■ WORKING DATA

================================

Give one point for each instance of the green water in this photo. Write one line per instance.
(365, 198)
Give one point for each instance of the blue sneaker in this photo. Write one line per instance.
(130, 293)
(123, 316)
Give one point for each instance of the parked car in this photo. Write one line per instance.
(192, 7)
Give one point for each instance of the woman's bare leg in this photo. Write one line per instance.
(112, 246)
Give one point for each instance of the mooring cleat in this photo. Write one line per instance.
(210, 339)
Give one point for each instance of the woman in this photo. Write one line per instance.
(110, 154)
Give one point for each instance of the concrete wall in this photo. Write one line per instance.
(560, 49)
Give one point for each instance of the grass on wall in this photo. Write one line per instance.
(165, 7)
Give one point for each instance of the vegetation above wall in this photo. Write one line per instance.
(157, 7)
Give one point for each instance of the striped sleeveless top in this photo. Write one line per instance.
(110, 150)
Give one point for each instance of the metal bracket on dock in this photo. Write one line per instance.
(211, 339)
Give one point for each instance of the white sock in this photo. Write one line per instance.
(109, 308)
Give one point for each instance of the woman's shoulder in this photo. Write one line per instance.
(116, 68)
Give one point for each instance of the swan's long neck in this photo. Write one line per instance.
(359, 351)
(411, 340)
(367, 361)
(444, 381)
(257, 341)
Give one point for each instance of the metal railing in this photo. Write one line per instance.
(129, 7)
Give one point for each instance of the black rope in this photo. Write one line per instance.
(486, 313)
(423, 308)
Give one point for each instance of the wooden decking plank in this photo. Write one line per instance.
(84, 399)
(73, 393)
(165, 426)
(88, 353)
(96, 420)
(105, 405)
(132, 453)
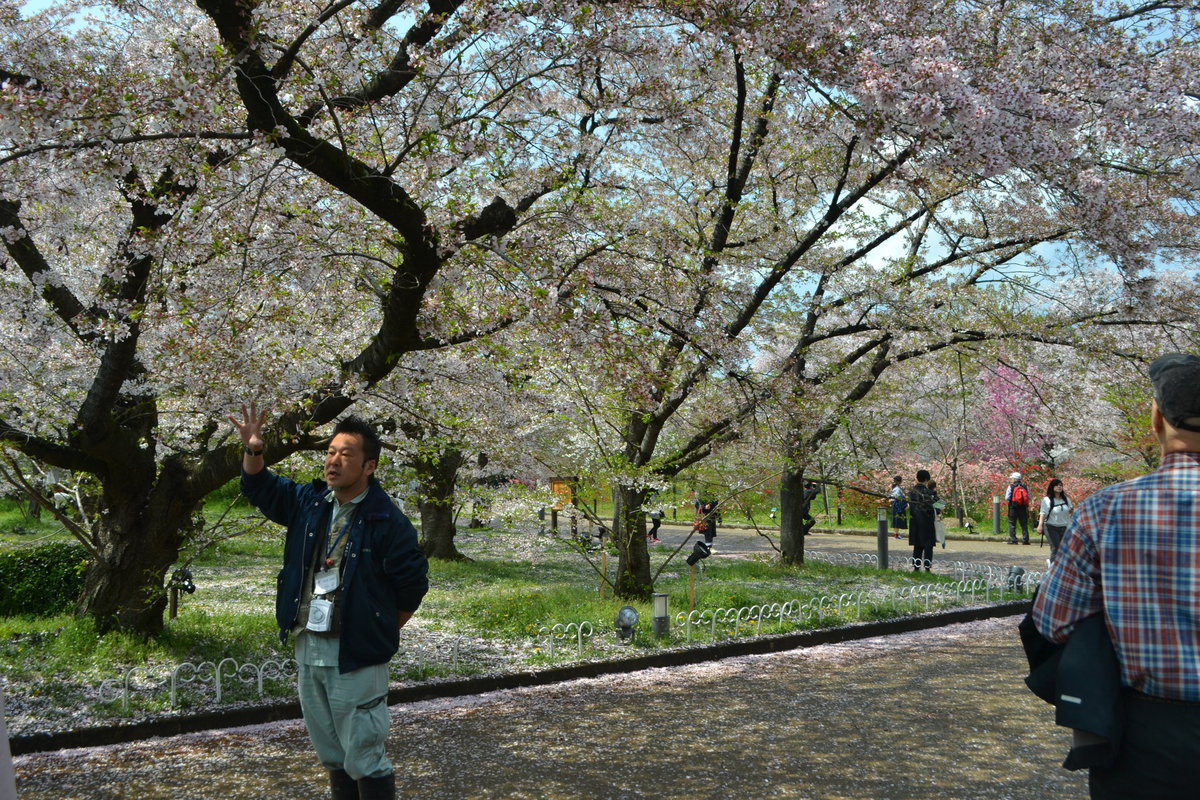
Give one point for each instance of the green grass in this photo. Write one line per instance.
(516, 585)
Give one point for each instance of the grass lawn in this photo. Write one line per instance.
(489, 614)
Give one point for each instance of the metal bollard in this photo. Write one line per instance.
(881, 535)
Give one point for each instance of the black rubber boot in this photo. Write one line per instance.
(342, 786)
(377, 788)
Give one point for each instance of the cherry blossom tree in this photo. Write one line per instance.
(208, 204)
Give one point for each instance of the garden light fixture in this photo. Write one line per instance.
(661, 619)
(627, 624)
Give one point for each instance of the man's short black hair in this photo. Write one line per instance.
(371, 443)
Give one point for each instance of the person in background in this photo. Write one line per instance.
(1132, 552)
(1017, 495)
(706, 521)
(939, 525)
(811, 489)
(353, 575)
(655, 522)
(922, 533)
(899, 506)
(1054, 515)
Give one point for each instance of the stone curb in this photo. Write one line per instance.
(281, 711)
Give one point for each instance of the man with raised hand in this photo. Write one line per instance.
(353, 575)
(1133, 553)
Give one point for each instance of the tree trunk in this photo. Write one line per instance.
(791, 530)
(437, 475)
(634, 579)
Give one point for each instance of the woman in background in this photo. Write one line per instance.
(1055, 515)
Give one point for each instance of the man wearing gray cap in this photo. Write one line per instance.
(1133, 553)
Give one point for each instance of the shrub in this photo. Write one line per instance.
(42, 581)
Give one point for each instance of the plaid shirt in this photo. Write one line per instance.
(1133, 549)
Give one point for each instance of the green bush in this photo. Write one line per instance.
(41, 581)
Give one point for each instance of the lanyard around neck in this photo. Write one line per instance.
(335, 542)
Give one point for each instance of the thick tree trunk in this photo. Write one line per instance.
(437, 475)
(629, 535)
(791, 505)
(139, 540)
(124, 590)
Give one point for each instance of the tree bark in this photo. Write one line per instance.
(634, 579)
(148, 519)
(791, 501)
(436, 475)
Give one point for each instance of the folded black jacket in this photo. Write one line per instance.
(1081, 679)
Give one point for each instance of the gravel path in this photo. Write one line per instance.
(936, 714)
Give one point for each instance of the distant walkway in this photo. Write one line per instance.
(935, 714)
(739, 541)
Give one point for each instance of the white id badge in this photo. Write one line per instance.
(321, 615)
(327, 582)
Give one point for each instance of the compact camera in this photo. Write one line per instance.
(321, 615)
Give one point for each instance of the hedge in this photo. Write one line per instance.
(41, 581)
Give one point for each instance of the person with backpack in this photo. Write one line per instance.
(899, 506)
(1018, 498)
(1054, 515)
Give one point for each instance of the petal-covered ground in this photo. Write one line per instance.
(935, 714)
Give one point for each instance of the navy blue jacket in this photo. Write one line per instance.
(385, 570)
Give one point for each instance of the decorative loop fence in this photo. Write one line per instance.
(153, 680)
(577, 631)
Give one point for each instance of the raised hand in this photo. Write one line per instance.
(250, 428)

================================

■ GOAL
Set the listing down in full and exactly. Pictures within it should not appear in the copy.

■ THE OUTPUT
Give one point for each instance of the green water in this photo. Write one line per instance.
(365, 198)
Give one point for each instance of the blue sneaker in this photo. Write one line per instance.
(130, 293)
(123, 316)
Give one point for each instance of the parked car in this photo. Write one line per instance.
(192, 7)
Give one point for each instance of the woman's bare leg in this photo. Write one line per instance.
(112, 246)
Give one point for each instance of the mooring cleat in this photo. Write one line per instance.
(210, 339)
Give one point for each instance of the woman in this photo. Write one line per instance.
(110, 154)
Give one point for each instance of the concrete wall in this photo. Write one line per instance.
(560, 49)
Give one point for each instance of the grass on wall in this photo. Write one line per instance.
(165, 7)
Give one point for each instance of the vegetation above wall in this photo. Write one line per instance.
(157, 7)
Give one point for each instance of the striped sleeveless top in this photo. Write one line per instance.
(110, 150)
Give one point for each instance of the metal bracket on dock in this photo. Write one line per instance.
(211, 339)
Give one point for each instance of the white sock in this photo. Write one line per instance.
(109, 308)
Give one point for each instance of the woman's shoulder in this photo. Write one line per instance.
(116, 68)
Give one point for each instance of the swan's long neck in this photo. Write one line per instance.
(359, 351)
(411, 340)
(367, 361)
(444, 381)
(257, 341)
Give one point for each instance of the metal railing in this photo. Write one line per instance.
(129, 7)
Give one point for each instance of the black rope in this photo. Write one line per instance.
(486, 313)
(423, 308)
Give one point for each instance of the wooden decking plank in this photo. Write one line per instance.
(84, 399)
(73, 393)
(165, 426)
(88, 353)
(96, 420)
(105, 405)
(132, 453)
Give one point for each instance of the green grass in this photo. Write one line per instance.
(516, 585)
Give one point for each instance of the grass lawn in this photo. Write one line per instance.
(489, 614)
Give one point for each instance of the metal bollard in this photo. Write one line per instance.
(881, 535)
Give one point for each instance of the black rubber boot in this photo. Write one line per instance.
(342, 786)
(377, 788)
Give one point for each instance of the cherry blossom tree in this photo. Write one line per instance.
(208, 204)
Give one point for each instance of the garden light fixture in this photo. Write one line per instance.
(661, 619)
(627, 624)
Give one point for each instance of the man's short black hair in this photo. Write one line per instance.
(371, 443)
Give one point for each instance of the person in background in this photo. Write one line per instance.
(1132, 552)
(1017, 495)
(706, 521)
(939, 525)
(811, 489)
(353, 575)
(655, 522)
(922, 533)
(899, 506)
(1054, 515)
Give one point for each instance of the stone curb in this photo. Write one line per instance.
(281, 711)
Give one point for each instance of the man with raised hand in this photo. Write one line per instance.
(353, 575)
(1133, 553)
Give one point for each instance of the tree trunk in this photo. Write one line per instance.
(791, 530)
(437, 475)
(634, 579)
Give one point for each instance of the woman in background in this photo. Write one line per instance.
(1055, 515)
Give one point for each instance of the man wearing gray cap in this photo. Write one line per instance.
(1133, 553)
Give one point for each instance of the shrub in this photo. Write one line per instance.
(42, 581)
Give one point for each instance of the plaid shirt in this photo. Write one line per instance.
(1133, 549)
Give one point for each instance of the green bush in this photo. Write one line per instance.
(41, 581)
Give one point for each instance of the lanyard around neck in this photo. Write one line per instance.
(335, 542)
Give one point for each instance of the thick tree trunk in this photo. Write one line per instance.
(437, 475)
(629, 535)
(791, 505)
(139, 540)
(124, 590)
Give one point for each instance of the tree bark in this photo. Write one line per instance.
(634, 579)
(148, 519)
(791, 501)
(436, 475)
Give one point for each instance of the folded black jacket in this photo. Write one line per instance.
(1081, 679)
Give one point for each instance of the gravel path in this photo. Write one line per instance.
(936, 714)
Give one point for each instance of the distant walkway in this photo. Write one line per instance.
(935, 714)
(739, 541)
Give one point for each instance of the white id badge in this photo. Write one line per instance.
(321, 615)
(327, 582)
Give one point for each instance of the compact camera in this photo. Write one line per instance.
(321, 615)
Give one point for each instance of the hedge in this photo. Write one line per instance.
(41, 581)
Give one point for each instance of the person with backpack in this photo. Write one line per instance.
(899, 506)
(1018, 498)
(1054, 515)
Give one point for each instance of the petal-covered ground in this photo. Write one line per instance.
(935, 714)
Give one point for each instance of the navy blue jacket in this photo. Write one line per instance.
(385, 570)
Give one point for each instance of the decorative loop fence in this photo. Write one line per instance.
(153, 680)
(577, 631)
Give one point for each instance of the raised hand in this photo. Write one line per instance.
(250, 428)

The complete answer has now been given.